== Tarefas ==
**a.** Traduza para inglês esta frase do texto em estudo: «Aquilo que parecia uma composição abstrata metamorfoseia-se perante os nossos olhos num pedaço de memória.»
**b.** Segundo o texto em estudo, de que materiais é feita a película usada por Asta Gröting nas moldagens das fachadas?
**c.** Reproduza o trecho do texto em estudo entre "Continuando a falar" e "uma leveza esvoaçante.", inclusive.

== Texto em estudo ==
════════

A pele de um edifício

Muito diferentes são os dois ‘relevos de parede’, à primeira vista abstratos, da alemã Asta Gröting. São obras que requerem uma explicação. «O que Asta Gröning faz nesta série a que chama ‘Fachadas de Berlim’ é um molde direto sobre as fachadas de edifícios da cidade», começa Rita Fabiana, também curadora. «São fachadas que no momento da realização destas esculturas tinham ainda marcas de balas ou obuses da II Guerra Mundial. Ela vai fazer uma moldagem direta sobre essas fachadas, vai fazer aquilo a que chama uma ‘exposição longa’. Através desse processo, capta numa película (que é feita de silicone e de juta, para lhe dar alguma estrutura) todos os motivos da fachada mas também todas as poeiras, os restos de tijolo e as marcas. O que era vazio, resultado da perfuração das balas, transforma-se em relevo. É evidente que há uma intenção documental, que permite guardar certos detalhes, certas características, sobretudo estas marcas da guerra, que com os restauros e com a transformação urbana vão desaparecendo. É um trabalho que tem muito a ver com a ideia de tornar visível, de perpetuar uma certa visibilidade dos edifícios, mas também de mostrar o que não é visível ou não é dizível».

Aquilo que parecia uma composição abstrata metamorfoseia-se perante os nossos olhos num pedaço de memória. «E o facto de ela utilizar este silicone diretamente sobre as fachadas», continua Rita Fabiana, «dá-lhe quase um aspeto de pele, e faz esta relação entre as cicatrizes da guerra sobre os edifícios e as cicatrizes da guerra sobre os corpos».

Continuando a falar de corpos, deparamo-nos com dois gessos da escocesa Christine Borland. Resultam, diz-nos Penelope Curtis, de «um modelo anatómico que ela encontrou em Edimburgo, no College of Surgeons». Tratava-se de um écorché, «um cadáver que tinha sido esvaziado para estudo médico, mas tinha sido preparado como uma imagem de Cristo», nota Curtis. «Temos aqui uma combinação de medicina, arte e religião. Era um gesso antigo, do século XVIII, muito danificado. Ela restaurou-o e nesse processo descobriu que, se o virasse ao contrário, alterava completamente o sentido, ficava a parecer um anjo, por isso ela transforma-se de uma figura muito morta numa que parece ganhar vida». O contraste é de facto enorme: aquilo que, de barriga para cima, é um cadáver torturado, virado ao contrário ganha uma leveza esvoaçante.

════════

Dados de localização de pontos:

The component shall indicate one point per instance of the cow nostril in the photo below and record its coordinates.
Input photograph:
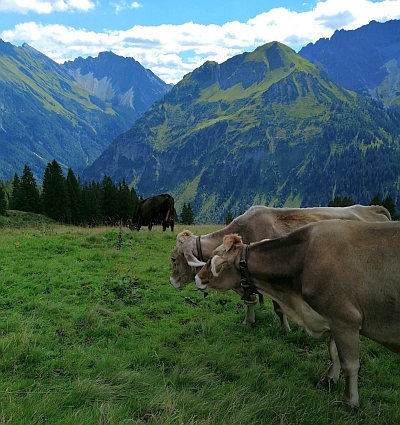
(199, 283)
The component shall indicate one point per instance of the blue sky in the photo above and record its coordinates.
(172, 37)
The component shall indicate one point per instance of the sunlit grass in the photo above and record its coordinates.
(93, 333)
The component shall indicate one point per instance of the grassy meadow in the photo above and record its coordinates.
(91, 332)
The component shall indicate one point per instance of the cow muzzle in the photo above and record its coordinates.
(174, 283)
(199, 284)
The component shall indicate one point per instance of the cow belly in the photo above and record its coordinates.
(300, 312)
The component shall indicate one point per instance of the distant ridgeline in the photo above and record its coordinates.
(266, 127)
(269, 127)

════════

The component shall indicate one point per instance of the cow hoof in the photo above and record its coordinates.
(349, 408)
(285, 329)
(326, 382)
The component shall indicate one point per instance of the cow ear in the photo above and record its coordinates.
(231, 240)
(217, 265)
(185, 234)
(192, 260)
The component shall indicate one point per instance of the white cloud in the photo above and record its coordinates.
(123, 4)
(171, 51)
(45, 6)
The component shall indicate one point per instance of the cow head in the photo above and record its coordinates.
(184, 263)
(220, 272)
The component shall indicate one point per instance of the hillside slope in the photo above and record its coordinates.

════════

== Soluções por tarefa ==
**a.** What seemed to be an abstract composition turns, before our eyes, into a piece of memory.

**b.** É feita de silicone e de juta.

**c.**
Continuando a falar de corpos, deparamo-nos com dois gessos da escocesa Christine Borland. Resultam, diz-nos Penelope Curtis, de «um modelo anatómico que ela encontrou em Edimburgo, no College of Surgeons». Tratava-se de um écorché, «um cadáver que tinha sido esvaziado para estudo médico, mas tinha sido preparado como uma imagem de Cristo», nota Curtis. «Temos aqui uma combinação de medicina, arte e religião. Era um gesso antigo, do século XVIII, muito danificado. Ela restaurou-o e nesse processo descobriu que, se o virasse ao contrário, alterava completamente o sentido, ficava a parecer um anjo, por isso ela transforma-se de uma figura muito morta numa que parece ganhar vida». O contraste é de facto enorme: aquilo que, de barriga para cima, é um cadáver torturado, virado ao contrário ganha uma leveza esvoaçante.